Excerpted text:
● ● ● ● ● ● ●

It might be more on dolly shots that you might have that problem. I don't know too much about the different tracking methods + systems out there myself, but from what I've seen/heard... if the system does mechanical tracking (i.e. the angles between all the parts), it has to assume that the parts aren't bending. If the parts are bending then the tracking info will be off. (*I'm not 100% sure if this is true. Just the explanation that I heard.)I haven't heard of the bending problem. The jibs will most likely be from mo-sys or General Lift.
There are some other tracking systems and they have their own limitations.
2- You can also run into some greenscreen problems and limitations... where 95% of the shots have to be re-keyed. You have to deal with things like hair, reflections, motion blur, etc. etc. If you look at Lazytown, the stuff with high motion doesn't key 100% perfectly.
If you want to add shadows, then you'll have to key things in post of course. So for this type of work it can really pay off to have a VFX supervisor in pre-production (before props are made) and to do camera tests.
3- While this type of work has some shortcomings (and I am a little jaded because you can spend a lot of time fixing keys), there's also some advantages to shooting virtual sets.
- You get to shoot in a controlled studio environment.
- The sets can look really nice if you have good artists.
TV shows like Lazytown and feature films like 300 look pretty nifty.
To pull this on topic a little more, I'm curious as to your opinion on virtual sets.
Do you feel that they are creatively less/more interesting?
As a DP, I'm not so interested in spending a lot of time shooting people against a greenscreen -- it's not really why I became a DP. As a filmgoer, heavy CGI movies like "300" or "Sin City" fascinate me because I have a graphic arts background in painting and drawing, but unless I decide to get into the post side of efx work creating these backgrounds myself, I see virtual reality movies as being more fun for the post guys than for the DP. I like being on location and using and manipulating natural light, or lighting sets to feel natural. I like environments.
I've been shooting a feature (Super-35 3-perf Arricam) for the past five weeks out in New Jersey, with two weeks to go, so I've been out of the loop on the RED developments other than what I've seen here. The footage looks fantastic, best digital cinematography I've seen except for the similar Dalsa footage I've seen, so I'm excited to get a chance to shoot with the RED camera.
I would say though, spending some time in a D.I. suite playing with my Super-35 images, that 35mm can look gorgeous -- what I've seen of the RED so far looks more like DSLR photography to me than the gentle 35mm Fuji Eterna negative I've been shooting for the past month; the RED stuff is very clean and sharp, vivid, which I love... but I'm also hoping to see some footage with a more romantic quality, less technical, more evocative.
But the clarity of the RED images excites me -- I would love to use it for a widescreen landscape movie in the style of the CinemaScope westerns or Cinerama travelogues with big sharp wide images on the big screen. Or conversely, a "Collateral" urban nightscape movie shot in ultra low light levels.
I'll be compositing live through the Orad system and Ultimatte chromakeyers. We'll be able (I believe) to tweak the Ultimatte before we record the scene, then watch it live, to hopefully make sure we don't have keying problems.

● ● ● ● ● ● ●

Provided material:
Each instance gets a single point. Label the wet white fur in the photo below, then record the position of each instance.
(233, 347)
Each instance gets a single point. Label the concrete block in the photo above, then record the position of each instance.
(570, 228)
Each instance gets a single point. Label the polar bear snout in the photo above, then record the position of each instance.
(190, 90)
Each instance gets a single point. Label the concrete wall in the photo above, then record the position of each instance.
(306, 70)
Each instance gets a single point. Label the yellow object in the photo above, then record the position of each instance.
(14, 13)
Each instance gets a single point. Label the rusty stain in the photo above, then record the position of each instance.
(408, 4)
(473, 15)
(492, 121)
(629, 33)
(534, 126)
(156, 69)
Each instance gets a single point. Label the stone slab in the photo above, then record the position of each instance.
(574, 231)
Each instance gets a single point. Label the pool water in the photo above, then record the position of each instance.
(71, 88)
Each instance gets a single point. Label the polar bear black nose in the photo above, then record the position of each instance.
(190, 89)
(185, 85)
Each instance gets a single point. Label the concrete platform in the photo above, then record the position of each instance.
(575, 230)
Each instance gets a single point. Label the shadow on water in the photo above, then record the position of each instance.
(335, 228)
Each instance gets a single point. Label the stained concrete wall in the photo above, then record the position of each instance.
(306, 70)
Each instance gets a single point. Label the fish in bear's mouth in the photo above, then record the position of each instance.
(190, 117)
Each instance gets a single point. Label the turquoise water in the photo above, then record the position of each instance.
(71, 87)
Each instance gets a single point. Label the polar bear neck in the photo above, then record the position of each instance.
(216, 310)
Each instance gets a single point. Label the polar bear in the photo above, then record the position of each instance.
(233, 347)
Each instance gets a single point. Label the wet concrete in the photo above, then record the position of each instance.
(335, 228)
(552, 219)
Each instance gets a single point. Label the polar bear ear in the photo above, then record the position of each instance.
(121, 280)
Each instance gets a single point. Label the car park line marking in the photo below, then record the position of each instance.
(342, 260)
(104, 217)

● ● ● ● ● ● ●

Tasks to carry out:
1 - Reproduce the passage of the virtual sets discussion starting at "If you want" and ending at "do camera tests.".
2 - Write the next portion of the virtual sets discussion, picking up after its final sentence.
The entries are not required for any of the work here.

Task results:
1 -
If you want to add shadows, then you'll have to key things in post of course. So for this type of work it can really pay off to have a VFX supervisor in pre-production (before props are made) and to do camera tests.

2 -
This Orad virtual system is very sophisticated -- virtual shadows are added to the virtual objects (based on the real lighting). These virtual shadows then also fall on and bend on the real objects and people. It's pretty amazing. It's all live so we can be confident that it has worked before moving to the next scene.
I'm hoping I can keep some of the fun for the DP (and me), even on my greenscreen set-up. It would just be less time on location and with a smaller crew and less (or no) cast. For example, if a movie was set in Las Vegas NM, a small crew would go there to shoot all the movie's exteriors. This small crew would also shoot real background plates, to in effect insert the cast into New Mexico from the comfort of the studio in Florida.
Although the time and fun of being on location would be significantly shortened, there might be other advantages for the DP. For example, it would probably be impractical for the DP to take his wife and/or family to most location shoots. But with my plan, re-creating the location in my Florida studio, maybe the DP's family could come along for a vacation on the beach.
On the movie I'm shooting right now in New Jersey, I did a night exterior shot on Fuji Eterna 500T pushed one-stop (and rated at 640 ASA) with the new T/1.3 Zeiss Master Primes, shot wide-open. It was lit with just four 1K PAR's on a 40' Condor (plus I added a mercury-vapor practical to the abandoned diner we found), and those had scrims in them to get the level down to a T/1.3 so that I could capture the ambient streetlighting and glow in the horizon. This is a digital snapshot taken with my Nikon of the set-up:
Now of course the 35mm version is a little grainier, but it also has more detail due to the wide dynamic range of Fuji Eterna. But it's an example of where a camera like the RED would come in handy -- I probably could have done the same shot on the RED with the normal T/2 lenses I was carrying, maybe even had lit to an even lower level and get more exposure from the real streetlamps.
Man, that still certainly looks interesting David! Do let us know (when you can) what movie that is...
You're right, this should be RED territory. At ISO 1600 what would RED look like. I'm hopeful that RED can pull off the romantic images you mentioned also. It's not ever going to look just like film, but it's sure going to allow for a lot of experimentation and instant feedback.
How do you like the Master Primes ? Obviously they are sharp and well corrected... but do they have a personality ? Any issues besides size and cost ?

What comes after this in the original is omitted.